▸ Given exercise: Copy every one of the items below word for word, keeping each line as it appears.

▸ Records:

--- start ---

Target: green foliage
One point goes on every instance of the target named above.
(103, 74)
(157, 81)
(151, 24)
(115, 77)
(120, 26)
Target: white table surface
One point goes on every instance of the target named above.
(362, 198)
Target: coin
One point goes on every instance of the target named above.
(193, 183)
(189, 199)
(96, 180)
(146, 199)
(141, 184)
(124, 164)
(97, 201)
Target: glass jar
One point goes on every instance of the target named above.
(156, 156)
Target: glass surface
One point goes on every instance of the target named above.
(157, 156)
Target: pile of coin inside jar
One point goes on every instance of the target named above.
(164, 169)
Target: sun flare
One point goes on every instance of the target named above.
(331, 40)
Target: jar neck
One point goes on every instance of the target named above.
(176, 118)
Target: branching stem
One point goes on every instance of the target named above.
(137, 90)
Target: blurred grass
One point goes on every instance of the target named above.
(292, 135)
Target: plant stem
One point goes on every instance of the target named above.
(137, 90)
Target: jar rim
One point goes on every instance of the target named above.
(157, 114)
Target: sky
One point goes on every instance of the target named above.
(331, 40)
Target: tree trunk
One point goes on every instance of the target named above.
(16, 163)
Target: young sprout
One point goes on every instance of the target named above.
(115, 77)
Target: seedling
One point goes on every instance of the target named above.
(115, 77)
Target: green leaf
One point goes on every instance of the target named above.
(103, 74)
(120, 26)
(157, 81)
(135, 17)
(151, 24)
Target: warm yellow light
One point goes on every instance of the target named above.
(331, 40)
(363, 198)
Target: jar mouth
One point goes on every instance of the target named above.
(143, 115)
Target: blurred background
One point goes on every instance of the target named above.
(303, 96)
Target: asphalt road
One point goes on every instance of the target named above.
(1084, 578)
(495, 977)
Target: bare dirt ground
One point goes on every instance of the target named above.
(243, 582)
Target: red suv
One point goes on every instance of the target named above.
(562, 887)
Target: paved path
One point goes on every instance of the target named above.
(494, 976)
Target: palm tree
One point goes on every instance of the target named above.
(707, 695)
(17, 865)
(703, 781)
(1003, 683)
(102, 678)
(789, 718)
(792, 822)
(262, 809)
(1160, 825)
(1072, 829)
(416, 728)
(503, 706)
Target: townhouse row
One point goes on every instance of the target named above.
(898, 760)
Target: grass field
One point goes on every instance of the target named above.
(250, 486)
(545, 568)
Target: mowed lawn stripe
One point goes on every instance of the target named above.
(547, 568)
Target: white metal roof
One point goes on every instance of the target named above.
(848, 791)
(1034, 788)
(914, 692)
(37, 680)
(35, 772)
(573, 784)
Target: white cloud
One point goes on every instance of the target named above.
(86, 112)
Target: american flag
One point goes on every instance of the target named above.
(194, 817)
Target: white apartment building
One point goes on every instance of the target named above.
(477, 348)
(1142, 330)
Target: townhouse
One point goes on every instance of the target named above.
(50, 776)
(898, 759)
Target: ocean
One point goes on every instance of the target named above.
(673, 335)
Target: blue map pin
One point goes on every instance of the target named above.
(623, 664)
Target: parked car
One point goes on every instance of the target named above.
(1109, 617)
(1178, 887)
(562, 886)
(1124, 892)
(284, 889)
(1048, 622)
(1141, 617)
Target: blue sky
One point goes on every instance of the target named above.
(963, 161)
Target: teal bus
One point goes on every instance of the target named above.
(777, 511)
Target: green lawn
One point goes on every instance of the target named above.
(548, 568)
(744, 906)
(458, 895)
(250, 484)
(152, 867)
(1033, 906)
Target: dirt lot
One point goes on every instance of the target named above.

--- end ---

▸ Result of the exercise:
Target: green foliage
One point goes on every instance of the target named above.
(103, 74)
(157, 81)
(151, 24)
(115, 77)
(120, 26)
Target: white table surface
One point goes on every instance of the target named above.
(362, 198)
Target: coin
One point goes on every instance of the target named above.
(193, 183)
(189, 199)
(96, 180)
(146, 199)
(141, 184)
(124, 164)
(97, 201)
Target: glass jar
One point goes on every instance of the target named above.
(156, 156)
Target: glass surface
One point goes on every instance of the target named above.
(157, 156)
Target: pile of coin inside jar
One point goes on every instance of the target named above.
(164, 169)
Target: sun flare
One point goes on every instance of the target named above.
(331, 40)
Target: jar neck
One point goes on every instance of the target named above.
(176, 118)
Target: branching stem
One point goes on every instance of the target named above.
(137, 90)
Target: blurred grass
One point goes on every instance of the target named above.
(292, 135)
Target: plant stem
One point goes on every instance of the target named above.
(137, 90)
Target: jar rim
One point goes on every instance of the target named above.
(157, 114)
Target: sky
One point goes on every instance of the target named above.
(331, 40)
Target: tree trunk
One point goes on every instance of the target named above.
(16, 163)
Target: young sprout
One point goes on every instance of the target named above.
(115, 77)
Target: seedling
One point goes on every instance of the target named above.
(115, 77)
Target: green leaf
One point goes on every instance of the target named above.
(103, 74)
(120, 26)
(157, 81)
(135, 17)
(151, 24)
Target: warm yellow light
One point goes on every instance of the target named above.
(331, 40)
(363, 198)
Target: jar mouth
One point goes on every instance of the target named above.
(143, 115)
Target: blurred background
One point goes on every instance of the target named above.
(303, 96)
Target: asphalt road
One point goes on every instance of the target named above.
(1084, 578)
(495, 977)
Target: bare dirt ground
One point goes on every instance of the target named above.
(243, 582)
Target: red suv
One point goes on every instance of the target named above.
(562, 887)
Target: paved path
One point goes on every instance of the target named above.
(494, 976)
Target: palm tree
One point goes on every instance of the target named above.
(707, 695)
(17, 865)
(703, 781)
(1003, 683)
(102, 678)
(789, 718)
(792, 822)
(262, 809)
(1160, 825)
(1072, 829)
(416, 728)
(503, 706)
Target: townhouse row
One point goes on every instance of the target named above.
(898, 760)
Target: grass field
One point goes on every instance of the target named above.
(250, 486)
(545, 568)
Target: mowed lawn stripe
One point goes on every instance of the target named above.
(547, 568)
Target: white metal roof
One point goes on every instance of the target named above.
(848, 791)
(1034, 788)
(914, 692)
(37, 680)
(35, 772)
(573, 784)
Target: white cloud
One point goes on every instance of the target named above.
(86, 112)
Target: american flag
One point goes on every instance of the target named above.
(194, 817)
Target: white apartment building
One point goes on every instance of the target named above.
(477, 348)
(1142, 330)
Target: townhouse
One point goes on every instance of the target named above.
(50, 776)
(898, 759)
Target: ocean
One point goes on every instance of the target named above.
(673, 335)
Target: blue map pin
One point goes on every instance of the target named above.
(623, 664)
Target: parked car
One point goes on every instance of the target named above.
(1109, 617)
(1178, 887)
(562, 886)
(1124, 892)
(284, 889)
(1048, 622)
(1141, 617)
Target: blue sky
One point goes on every instance of the target named above.
(963, 161)
Target: teal bus
One point goes on every instance of the target named above.
(777, 511)
Target: green lawn
One point goes on every instance of the target named above.
(548, 568)
(744, 906)
(458, 895)
(250, 484)
(152, 867)
(1033, 906)
Target: dirt lot
One point goes on every instance of the target named above.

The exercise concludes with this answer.